GOAL = Switch every "integer pixel coordinates" in the data below to "whole-number pixel coordinates" and write the lines out again with nothing else altered. Leave the pictures out of your answer.

* start THE INPUT *

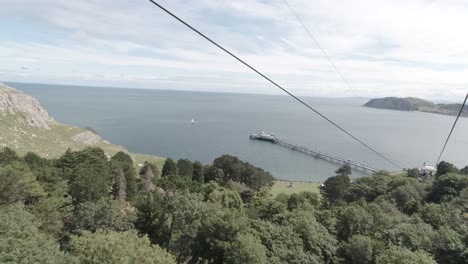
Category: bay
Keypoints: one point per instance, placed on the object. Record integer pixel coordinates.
(159, 122)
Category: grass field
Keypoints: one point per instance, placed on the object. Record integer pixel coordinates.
(283, 187)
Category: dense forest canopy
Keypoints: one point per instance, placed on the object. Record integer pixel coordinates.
(85, 207)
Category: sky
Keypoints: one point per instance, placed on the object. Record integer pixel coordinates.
(383, 48)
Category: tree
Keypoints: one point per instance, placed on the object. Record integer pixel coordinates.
(246, 249)
(447, 187)
(18, 184)
(120, 185)
(104, 214)
(217, 235)
(354, 220)
(228, 199)
(282, 243)
(185, 168)
(464, 171)
(359, 250)
(123, 161)
(88, 173)
(7, 156)
(148, 177)
(34, 161)
(334, 188)
(198, 175)
(413, 173)
(401, 255)
(445, 167)
(154, 170)
(117, 247)
(344, 170)
(213, 174)
(298, 199)
(169, 168)
(232, 167)
(22, 242)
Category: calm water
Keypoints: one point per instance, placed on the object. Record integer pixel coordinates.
(158, 122)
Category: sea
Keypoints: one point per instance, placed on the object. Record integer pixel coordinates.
(159, 122)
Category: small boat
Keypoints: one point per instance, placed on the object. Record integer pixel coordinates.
(264, 136)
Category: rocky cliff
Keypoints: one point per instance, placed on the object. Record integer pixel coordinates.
(26, 108)
(26, 126)
(416, 104)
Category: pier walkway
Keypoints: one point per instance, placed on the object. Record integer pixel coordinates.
(318, 154)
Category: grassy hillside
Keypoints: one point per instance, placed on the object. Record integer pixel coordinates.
(416, 104)
(50, 140)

* end THE INPUT *

THE RESPONSE =
Category: bay
Keypoints: one point per instance, placed on the object. Record whole-number pixel coordinates.
(159, 122)
Category: grass field
Keypoints: one point per instance, placed on the object. Record whole-number pixel coordinates.
(283, 187)
Category: dense forest canopy
Keypoints: one point per instance, placed on the object. Record whole-number pixel coordinates.
(85, 207)
Category: sky
Keypoints: one point per instance, placed on the object. Record whole-number pixel coordinates.
(383, 48)
Category: tree
Keypoints: one point per instance, placed on the object. Record whole-number pixel coordinates.
(246, 249)
(447, 187)
(18, 184)
(120, 185)
(104, 214)
(217, 235)
(354, 220)
(228, 199)
(282, 243)
(185, 168)
(464, 171)
(359, 250)
(123, 161)
(88, 173)
(7, 156)
(148, 177)
(34, 161)
(334, 188)
(198, 175)
(413, 173)
(401, 255)
(445, 167)
(154, 170)
(117, 247)
(344, 170)
(213, 174)
(298, 199)
(169, 168)
(232, 167)
(22, 242)
Category: calm water
Keypoints: one point per instance, placed on the object. Record whole-number pixel coordinates.
(158, 122)
Category: sea
Keypoints: one point per instance, placed on the object. Record whole-number pixel coordinates.
(159, 122)
Category: small boat
Keypoints: one point per instance, placed on the object. Record whole-number pixel coordinates.
(264, 136)
Category: rocky cliff
Keypoints: one point per instance, placed on the object. Record whole-number pixel coordinates.
(26, 108)
(26, 126)
(416, 104)
Category: pier walkway
Keypoints: one point per instance, placed on the object. Record whole-number pixel coordinates.
(318, 154)
Category: grassy hillside
Keypoints: one point per instance, placed on the object. Record whole-number pixel coordinates.
(416, 104)
(50, 140)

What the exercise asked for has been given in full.